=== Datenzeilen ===
#####

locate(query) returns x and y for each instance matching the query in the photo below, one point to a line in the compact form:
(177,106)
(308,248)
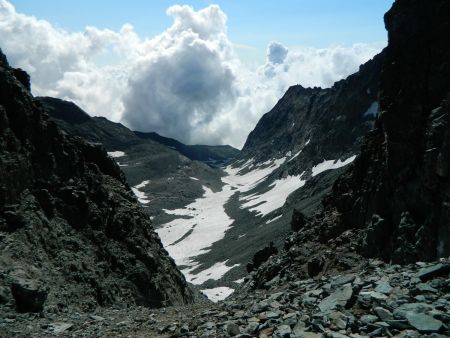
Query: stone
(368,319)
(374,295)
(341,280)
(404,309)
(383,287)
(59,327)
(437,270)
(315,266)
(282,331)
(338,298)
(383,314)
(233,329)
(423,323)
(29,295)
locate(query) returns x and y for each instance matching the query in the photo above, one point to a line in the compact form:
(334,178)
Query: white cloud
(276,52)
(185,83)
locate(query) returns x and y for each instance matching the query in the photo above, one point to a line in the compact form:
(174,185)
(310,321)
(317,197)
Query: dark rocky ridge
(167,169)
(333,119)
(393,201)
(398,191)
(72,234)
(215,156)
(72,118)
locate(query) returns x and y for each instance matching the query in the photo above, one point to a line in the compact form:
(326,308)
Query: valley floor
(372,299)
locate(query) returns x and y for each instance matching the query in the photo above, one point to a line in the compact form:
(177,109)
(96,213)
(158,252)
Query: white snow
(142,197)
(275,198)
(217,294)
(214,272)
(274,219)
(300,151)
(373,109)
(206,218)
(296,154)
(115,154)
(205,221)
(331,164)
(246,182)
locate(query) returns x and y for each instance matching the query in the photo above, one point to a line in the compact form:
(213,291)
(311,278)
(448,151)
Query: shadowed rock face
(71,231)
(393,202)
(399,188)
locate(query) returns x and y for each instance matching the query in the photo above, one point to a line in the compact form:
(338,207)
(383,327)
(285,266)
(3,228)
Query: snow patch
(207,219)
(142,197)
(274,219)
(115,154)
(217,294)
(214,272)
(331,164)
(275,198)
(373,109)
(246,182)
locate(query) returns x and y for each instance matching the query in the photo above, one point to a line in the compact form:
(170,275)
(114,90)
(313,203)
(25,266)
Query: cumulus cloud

#####

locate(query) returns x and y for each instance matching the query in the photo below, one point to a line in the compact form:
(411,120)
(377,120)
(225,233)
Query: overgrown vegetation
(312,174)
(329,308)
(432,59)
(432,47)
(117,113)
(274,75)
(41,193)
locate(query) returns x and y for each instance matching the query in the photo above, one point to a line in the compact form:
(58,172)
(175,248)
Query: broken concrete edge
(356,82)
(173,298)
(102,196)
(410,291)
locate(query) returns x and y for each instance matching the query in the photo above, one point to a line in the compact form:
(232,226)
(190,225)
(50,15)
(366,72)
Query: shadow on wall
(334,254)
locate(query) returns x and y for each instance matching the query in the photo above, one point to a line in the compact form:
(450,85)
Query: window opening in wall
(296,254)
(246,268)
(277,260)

#####

=== Ziel der Aufgabe ===
Ermitteln Sie, wie viele Zeilen der obigen Daten die Zeichenfolge "wall" enthalten, wobei die Groß- und Kleinschreibung zu beachten ist. Nennen Sie ausschließlich die Anzahl.

=== Übungsergebnis ===
2